*DOCUMENT:*
Category Archives: paroemion

Paroemion

Paroemion (par-mi’-on): Alliteration taken to an extreme where nearly every word in a sentence begins with the same consonant. Sometimes, simply a synonym for alliteration or for homoeoprophoron [a stylistic vice].


“Pork pies placate peoples’ pride.” This saying is attributed to Arnie Baker, the philosopher cook, restauranteur, and specialist in alliteration, and is quoted from his ground-breaking book titled “Gory, Glory, Gopher Gonads.” He was from Sterling, Massachusetts, known as the home of “Mary’s Little Lamb.” On the day the lamb followed Mary to school, Arnie cornered it at the entrance to Mary’s classroom. He had given a presentation on “home slaughtering” and saw an opportunity to play out his presentation’s central tenet. So, he slit the lamb’s throat with the metal protractor he had picked up off the floor earlier.

*STORED ROWS:*
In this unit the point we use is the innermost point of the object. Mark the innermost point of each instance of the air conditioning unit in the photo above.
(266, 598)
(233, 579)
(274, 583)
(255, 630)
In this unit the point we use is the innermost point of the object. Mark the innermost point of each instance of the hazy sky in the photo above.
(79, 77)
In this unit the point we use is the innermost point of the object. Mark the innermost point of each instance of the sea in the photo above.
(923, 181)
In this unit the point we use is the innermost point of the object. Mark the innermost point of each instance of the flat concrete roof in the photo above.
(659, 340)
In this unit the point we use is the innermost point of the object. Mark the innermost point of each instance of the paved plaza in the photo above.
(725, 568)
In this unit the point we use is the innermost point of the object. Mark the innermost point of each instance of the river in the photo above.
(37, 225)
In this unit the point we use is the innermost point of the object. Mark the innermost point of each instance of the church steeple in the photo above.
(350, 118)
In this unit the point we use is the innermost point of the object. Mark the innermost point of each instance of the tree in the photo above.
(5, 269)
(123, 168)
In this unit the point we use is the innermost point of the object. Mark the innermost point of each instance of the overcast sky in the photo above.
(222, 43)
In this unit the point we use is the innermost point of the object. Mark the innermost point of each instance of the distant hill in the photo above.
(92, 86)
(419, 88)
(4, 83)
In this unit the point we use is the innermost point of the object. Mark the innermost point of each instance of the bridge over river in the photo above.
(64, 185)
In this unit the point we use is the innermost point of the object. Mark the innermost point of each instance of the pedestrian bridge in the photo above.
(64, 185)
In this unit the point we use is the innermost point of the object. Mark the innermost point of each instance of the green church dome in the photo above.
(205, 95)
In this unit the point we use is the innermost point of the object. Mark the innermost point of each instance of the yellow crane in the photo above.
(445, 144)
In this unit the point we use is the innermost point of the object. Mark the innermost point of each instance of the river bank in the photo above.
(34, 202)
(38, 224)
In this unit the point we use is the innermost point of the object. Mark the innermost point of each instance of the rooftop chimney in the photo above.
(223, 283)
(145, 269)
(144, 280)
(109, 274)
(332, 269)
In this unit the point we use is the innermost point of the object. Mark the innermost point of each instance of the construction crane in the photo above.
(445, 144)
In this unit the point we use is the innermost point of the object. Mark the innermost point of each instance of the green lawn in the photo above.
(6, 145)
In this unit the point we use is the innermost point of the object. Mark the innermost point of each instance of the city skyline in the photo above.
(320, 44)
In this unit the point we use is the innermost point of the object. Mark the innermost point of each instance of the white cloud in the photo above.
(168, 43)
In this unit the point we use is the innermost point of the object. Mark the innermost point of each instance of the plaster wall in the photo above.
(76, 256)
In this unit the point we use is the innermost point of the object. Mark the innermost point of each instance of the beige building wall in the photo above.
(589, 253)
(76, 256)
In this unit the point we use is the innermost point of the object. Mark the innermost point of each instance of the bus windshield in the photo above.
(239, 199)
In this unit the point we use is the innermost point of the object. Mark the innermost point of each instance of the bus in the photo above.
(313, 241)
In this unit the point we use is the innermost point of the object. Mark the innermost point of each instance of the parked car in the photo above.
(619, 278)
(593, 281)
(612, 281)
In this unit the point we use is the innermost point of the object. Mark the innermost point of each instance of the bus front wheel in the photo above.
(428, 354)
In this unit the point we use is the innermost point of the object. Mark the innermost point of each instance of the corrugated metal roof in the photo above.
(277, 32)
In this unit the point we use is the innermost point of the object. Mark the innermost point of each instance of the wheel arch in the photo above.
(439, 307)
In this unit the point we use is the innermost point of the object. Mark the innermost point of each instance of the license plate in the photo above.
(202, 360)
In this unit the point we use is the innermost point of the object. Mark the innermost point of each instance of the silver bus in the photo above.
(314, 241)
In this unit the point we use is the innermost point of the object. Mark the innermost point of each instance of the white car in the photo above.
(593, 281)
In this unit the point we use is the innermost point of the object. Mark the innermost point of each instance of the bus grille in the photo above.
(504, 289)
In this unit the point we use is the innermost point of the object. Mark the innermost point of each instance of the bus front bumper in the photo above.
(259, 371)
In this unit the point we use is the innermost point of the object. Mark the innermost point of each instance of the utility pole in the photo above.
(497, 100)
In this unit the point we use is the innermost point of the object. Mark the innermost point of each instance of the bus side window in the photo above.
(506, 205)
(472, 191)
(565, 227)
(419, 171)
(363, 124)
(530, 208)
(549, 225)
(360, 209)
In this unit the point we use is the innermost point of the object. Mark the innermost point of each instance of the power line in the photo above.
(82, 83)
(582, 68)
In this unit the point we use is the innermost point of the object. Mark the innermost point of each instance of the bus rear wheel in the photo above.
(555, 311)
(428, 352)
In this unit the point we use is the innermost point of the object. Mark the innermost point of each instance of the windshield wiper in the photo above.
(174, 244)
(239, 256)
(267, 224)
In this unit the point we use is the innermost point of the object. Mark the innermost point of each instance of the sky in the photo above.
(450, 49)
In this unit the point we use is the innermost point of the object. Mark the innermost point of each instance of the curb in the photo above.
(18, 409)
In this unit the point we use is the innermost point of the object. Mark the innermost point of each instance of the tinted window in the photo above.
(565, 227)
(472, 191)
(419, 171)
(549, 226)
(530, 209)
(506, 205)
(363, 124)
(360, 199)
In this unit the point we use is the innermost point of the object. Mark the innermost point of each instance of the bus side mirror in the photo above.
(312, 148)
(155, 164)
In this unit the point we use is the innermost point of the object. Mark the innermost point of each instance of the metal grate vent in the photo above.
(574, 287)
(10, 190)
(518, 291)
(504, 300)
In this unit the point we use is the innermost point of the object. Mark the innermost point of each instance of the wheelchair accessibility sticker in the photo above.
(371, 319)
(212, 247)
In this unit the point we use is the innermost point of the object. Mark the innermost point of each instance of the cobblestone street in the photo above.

*EXERCISES TO COMPLETE:*
(1) Return every line of the rows that contains the string "metal", treating uppercase and lowercase letters as different.
(2) Continue the paroemion text from the point where it ends.

*RESPONSES BY TASK:*
(1)
In this unit the point we use is the innermost point of the object. Mark the innermost point of each instance of the corrugated metal roof in the photo above.
In this unit the point we use is the innermost point of the object. Mark the innermost point of each instance of the metal grate vent in the photo above.

(2)
The resulting blood bath closed the school for one week and made Arnie into a national celebrity. Two days later, in an attempt to atone, Arnie fed the entire student body of Paul Revere Elementary School a “divine” lamb stew, seasoned like “never before.” While everybody was eating their stew, Mary stood up, demanded quiet, and said:

“I had a lamb that followed me to school one day. Mr. Baker slit its throat in the school hallway. My lamb fell over, was dragged away and became the stew we eat today. I made a rug from my lamb’s coat. If Mr. Baker wants to run for Mayor, he’s got my vote.”

Mary was applauded for her magnanimity and had her picture taken with Mr. Baker. Everybody finished their stew and went home at 3:00 pm. As Mary walked home, she kept looking over her shoulder for her lamb. Her psychiatrist had told her that this kind of behavior was unhealthy: she had to accept her little lamb’s slaughter and stewing as a turn in the cycle of life. Mary couldn’t accept this prognosis. Her psychiatrist gave Mary a prescription for clozapine, potentially fatal when mixed with alcohol.

Mary started hanging out at Mr. Baker’s restaurant: “Tipping Turkey Troughs.” She got special permission from the Employment Board to work 5 hours per week as a receptionist, greeting people at the restaurant’s entrance. Then her opportunity came.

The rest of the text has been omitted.